Données à traiter:
>>>>

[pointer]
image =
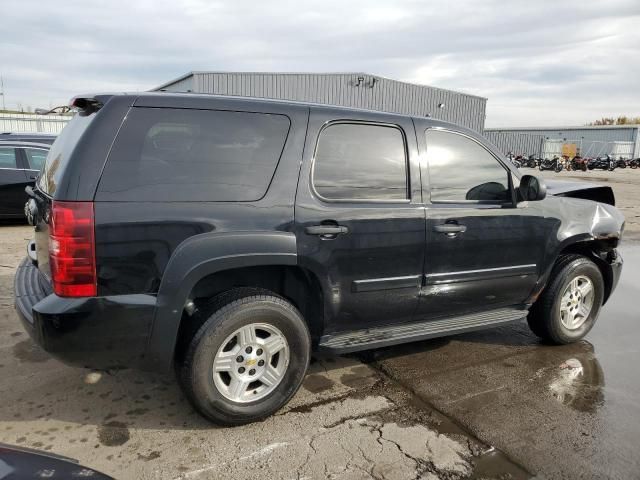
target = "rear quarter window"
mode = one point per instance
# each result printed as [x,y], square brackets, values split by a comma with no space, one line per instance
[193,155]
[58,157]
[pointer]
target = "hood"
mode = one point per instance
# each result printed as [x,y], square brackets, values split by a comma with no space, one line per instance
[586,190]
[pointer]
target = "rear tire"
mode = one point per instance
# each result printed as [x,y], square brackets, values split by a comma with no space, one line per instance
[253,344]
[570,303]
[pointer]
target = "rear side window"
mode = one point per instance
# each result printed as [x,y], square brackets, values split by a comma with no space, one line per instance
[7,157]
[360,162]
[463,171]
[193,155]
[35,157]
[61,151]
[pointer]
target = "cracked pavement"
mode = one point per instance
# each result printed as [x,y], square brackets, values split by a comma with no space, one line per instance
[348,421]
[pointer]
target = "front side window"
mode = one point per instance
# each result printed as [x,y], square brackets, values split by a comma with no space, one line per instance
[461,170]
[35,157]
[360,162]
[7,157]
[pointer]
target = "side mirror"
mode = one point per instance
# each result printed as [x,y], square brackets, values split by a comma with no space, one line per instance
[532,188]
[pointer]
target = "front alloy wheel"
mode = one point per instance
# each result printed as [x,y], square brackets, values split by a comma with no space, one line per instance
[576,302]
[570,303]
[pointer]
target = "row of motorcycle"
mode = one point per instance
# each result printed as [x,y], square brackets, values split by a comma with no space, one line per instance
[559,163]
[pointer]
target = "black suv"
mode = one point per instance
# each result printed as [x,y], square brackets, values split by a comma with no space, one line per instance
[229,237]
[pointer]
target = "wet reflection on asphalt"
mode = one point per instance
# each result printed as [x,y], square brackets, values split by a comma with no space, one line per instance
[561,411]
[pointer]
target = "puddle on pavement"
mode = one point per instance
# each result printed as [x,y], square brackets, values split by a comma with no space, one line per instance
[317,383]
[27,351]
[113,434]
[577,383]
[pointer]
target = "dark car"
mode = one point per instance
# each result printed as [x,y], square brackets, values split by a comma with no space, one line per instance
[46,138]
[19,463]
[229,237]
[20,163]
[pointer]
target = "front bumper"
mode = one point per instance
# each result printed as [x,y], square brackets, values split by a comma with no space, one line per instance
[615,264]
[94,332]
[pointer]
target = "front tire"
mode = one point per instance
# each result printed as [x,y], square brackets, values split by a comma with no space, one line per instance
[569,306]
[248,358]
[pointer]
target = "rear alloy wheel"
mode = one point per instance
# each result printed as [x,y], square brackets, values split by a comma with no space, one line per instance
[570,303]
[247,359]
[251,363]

<<<<
>>>>

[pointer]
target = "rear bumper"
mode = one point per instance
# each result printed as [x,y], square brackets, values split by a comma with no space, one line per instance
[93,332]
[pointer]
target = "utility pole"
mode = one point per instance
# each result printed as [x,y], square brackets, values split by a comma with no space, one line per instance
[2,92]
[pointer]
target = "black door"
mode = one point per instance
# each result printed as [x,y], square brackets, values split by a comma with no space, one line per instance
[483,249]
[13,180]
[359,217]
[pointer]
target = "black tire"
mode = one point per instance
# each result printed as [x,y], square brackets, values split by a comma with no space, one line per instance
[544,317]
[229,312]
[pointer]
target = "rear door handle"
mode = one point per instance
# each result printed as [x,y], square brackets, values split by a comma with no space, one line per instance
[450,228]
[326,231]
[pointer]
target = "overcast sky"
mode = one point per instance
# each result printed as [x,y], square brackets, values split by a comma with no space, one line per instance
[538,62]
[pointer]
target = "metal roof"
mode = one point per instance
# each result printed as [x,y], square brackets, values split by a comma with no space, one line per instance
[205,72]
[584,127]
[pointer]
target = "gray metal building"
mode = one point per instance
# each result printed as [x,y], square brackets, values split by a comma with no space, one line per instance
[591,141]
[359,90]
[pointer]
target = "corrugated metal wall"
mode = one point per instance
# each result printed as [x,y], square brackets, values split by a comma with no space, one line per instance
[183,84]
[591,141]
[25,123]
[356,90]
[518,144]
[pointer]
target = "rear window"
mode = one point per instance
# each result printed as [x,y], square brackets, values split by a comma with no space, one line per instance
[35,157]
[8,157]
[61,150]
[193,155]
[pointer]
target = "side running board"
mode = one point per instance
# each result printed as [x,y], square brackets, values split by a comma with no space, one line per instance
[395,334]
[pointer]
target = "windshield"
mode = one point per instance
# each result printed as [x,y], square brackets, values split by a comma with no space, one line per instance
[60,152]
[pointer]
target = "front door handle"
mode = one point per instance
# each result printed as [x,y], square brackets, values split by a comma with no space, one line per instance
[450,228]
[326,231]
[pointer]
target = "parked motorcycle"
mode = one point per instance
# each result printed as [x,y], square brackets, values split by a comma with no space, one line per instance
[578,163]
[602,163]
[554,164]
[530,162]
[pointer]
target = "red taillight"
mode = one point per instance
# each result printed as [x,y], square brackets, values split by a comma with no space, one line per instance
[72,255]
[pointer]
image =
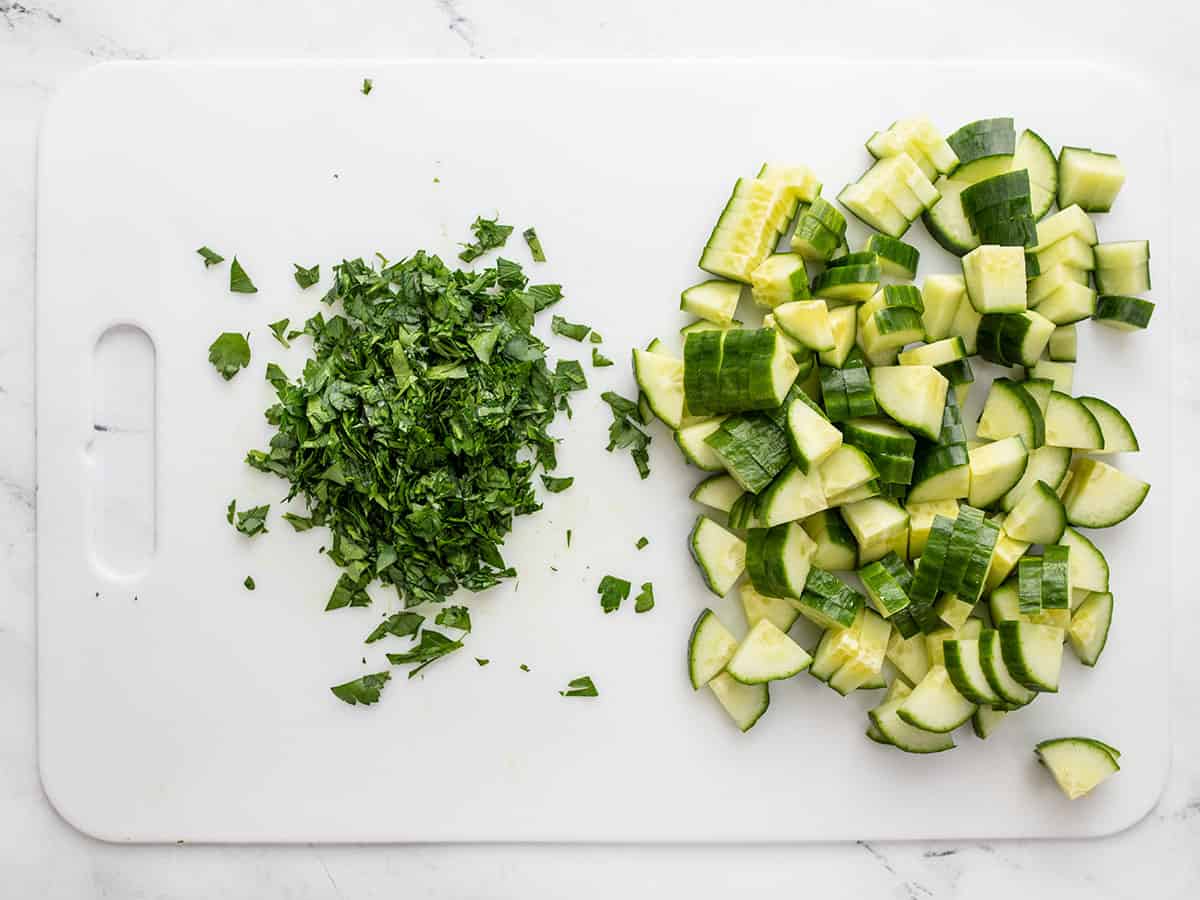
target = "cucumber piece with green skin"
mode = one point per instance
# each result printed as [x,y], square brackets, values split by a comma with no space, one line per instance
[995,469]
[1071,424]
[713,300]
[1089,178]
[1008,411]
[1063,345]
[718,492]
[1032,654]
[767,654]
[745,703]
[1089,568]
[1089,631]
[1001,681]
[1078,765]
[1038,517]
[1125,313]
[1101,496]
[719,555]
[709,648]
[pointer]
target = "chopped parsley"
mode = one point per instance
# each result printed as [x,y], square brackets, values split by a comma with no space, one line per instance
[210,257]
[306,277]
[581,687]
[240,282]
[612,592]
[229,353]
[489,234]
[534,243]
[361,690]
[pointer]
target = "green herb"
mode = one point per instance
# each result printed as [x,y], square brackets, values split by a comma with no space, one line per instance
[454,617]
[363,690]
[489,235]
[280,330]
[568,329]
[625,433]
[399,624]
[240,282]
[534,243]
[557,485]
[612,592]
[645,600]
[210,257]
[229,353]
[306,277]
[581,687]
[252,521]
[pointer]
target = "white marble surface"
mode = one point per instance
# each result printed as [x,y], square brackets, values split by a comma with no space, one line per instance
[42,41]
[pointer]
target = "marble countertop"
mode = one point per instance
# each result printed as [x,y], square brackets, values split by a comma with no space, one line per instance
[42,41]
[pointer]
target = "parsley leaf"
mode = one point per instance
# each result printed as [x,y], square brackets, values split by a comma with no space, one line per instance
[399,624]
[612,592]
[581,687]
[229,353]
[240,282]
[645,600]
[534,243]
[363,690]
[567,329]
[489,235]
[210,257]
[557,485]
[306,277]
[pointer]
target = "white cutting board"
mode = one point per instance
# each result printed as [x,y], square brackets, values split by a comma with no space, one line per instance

<<<<

Exercice: Reprenez chaque ligne du matériel ci-dessus où apparaît le mot "bumper", sans rien y changer.

Corrigé:
target = "front bumper"
target = "rear bumper"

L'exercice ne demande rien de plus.